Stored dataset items
┌──

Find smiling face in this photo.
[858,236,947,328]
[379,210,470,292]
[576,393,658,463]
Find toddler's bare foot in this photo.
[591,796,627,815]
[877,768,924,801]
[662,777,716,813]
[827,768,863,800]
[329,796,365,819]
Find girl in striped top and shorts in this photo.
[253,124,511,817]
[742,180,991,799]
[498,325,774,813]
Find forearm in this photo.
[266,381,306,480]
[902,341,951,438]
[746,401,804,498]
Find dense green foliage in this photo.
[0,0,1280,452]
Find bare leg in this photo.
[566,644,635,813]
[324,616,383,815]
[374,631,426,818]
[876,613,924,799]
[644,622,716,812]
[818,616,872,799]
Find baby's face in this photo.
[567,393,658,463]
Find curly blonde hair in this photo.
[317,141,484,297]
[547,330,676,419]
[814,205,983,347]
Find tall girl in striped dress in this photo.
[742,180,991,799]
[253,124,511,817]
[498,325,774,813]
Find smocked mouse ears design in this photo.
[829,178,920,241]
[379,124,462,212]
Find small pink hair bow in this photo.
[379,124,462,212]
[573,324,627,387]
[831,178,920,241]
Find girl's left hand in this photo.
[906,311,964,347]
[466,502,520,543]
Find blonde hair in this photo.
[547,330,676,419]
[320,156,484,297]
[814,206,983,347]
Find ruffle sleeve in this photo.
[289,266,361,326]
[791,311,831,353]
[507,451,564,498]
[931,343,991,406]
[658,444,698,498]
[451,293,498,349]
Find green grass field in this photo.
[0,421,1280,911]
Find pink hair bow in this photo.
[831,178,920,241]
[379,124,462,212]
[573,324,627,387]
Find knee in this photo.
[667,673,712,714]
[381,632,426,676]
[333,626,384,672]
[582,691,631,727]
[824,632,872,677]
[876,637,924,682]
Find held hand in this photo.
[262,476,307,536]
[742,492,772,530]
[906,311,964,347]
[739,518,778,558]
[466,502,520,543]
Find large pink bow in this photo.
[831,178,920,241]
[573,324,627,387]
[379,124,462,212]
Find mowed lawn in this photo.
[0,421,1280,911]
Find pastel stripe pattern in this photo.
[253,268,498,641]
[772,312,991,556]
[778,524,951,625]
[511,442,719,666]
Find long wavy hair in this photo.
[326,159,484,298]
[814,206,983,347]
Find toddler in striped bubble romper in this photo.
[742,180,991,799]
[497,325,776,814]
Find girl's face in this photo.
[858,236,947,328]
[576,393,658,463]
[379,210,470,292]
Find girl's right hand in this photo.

└──

● Set exercise
Please edit the items above so that every "Find" becomes "Locate". Leave all other wording unchanged.

● Response to this exercise
Locate smiling face in this photo.
[858,236,947,328]
[379,210,470,292]
[576,393,658,463]
Locate toddler's bare foot in this photo.
[591,796,627,815]
[877,768,924,801]
[662,777,716,813]
[827,768,863,800]
[329,796,365,819]
Locate girl in striped top and shorts in this photo.
[253,124,511,817]
[742,180,991,799]
[498,325,774,813]
Locate forearm in this photo.
[266,381,306,480]
[902,341,951,438]
[746,401,804,498]
Locate dense green foliage in this photo.
[0,0,1280,452]
Locate bare leg in this photo.
[566,644,635,813]
[324,616,383,815]
[374,631,426,818]
[876,613,924,799]
[644,622,716,812]
[818,616,872,799]
Locate baby's face in this photo.
[567,393,658,463]
Locate curly blonde hair in this photo.
[317,141,484,297]
[547,330,676,419]
[814,205,983,347]
Locate tall girl in striped dress in this photo.
[742,180,991,799]
[253,124,511,817]
[498,325,774,813]
Locate smocked mouse ears design in this photo.
[829,178,920,241]
[379,124,462,212]
Locate small pink hair bow in this photo.
[379,124,462,212]
[573,324,627,387]
[831,178,920,241]
Locate girl's left hand in this photo.
[906,311,964,347]
[466,502,520,543]
Locate blonde hair in this photo.
[547,330,676,419]
[320,156,484,297]
[814,206,983,347]
Locate ruffle sleeve in this photo.
[289,266,361,326]
[791,311,831,353]
[507,451,564,498]
[931,343,991,406]
[658,444,698,498]
[451,293,498,349]
Locate green grass field in this photo.
[0,421,1280,911]
Locate pink hair bow in this photo.
[831,178,920,241]
[379,124,462,212]
[573,324,627,387]
Locate knee in this photo.
[667,673,712,714]
[381,632,426,676]
[333,626,384,672]
[582,691,631,727]
[824,632,872,677]
[876,637,924,682]
Locate held hand in this photo.
[262,476,307,536]
[742,492,772,530]
[906,311,964,347]
[739,518,778,558]
[466,502,520,543]
Locate large pink bow in this photo.
[831,178,920,241]
[573,324,627,387]
[379,124,462,212]
Locate mowed lawn in this photo.
[0,421,1280,911]
Locate pastel stripe pattern in this photo.
[253,268,498,641]
[772,312,991,556]
[778,524,951,625]
[511,442,719,666]
Locate long wavy hair in this photo.
[326,159,484,298]
[814,206,983,347]
Locate toddler in striped bubble romper in this photo.
[742,180,991,799]
[497,325,776,814]
Locate girl's face in this photo.
[858,236,947,328]
[576,393,658,463]
[379,210,470,292]
Locate girl's right hand in this photo.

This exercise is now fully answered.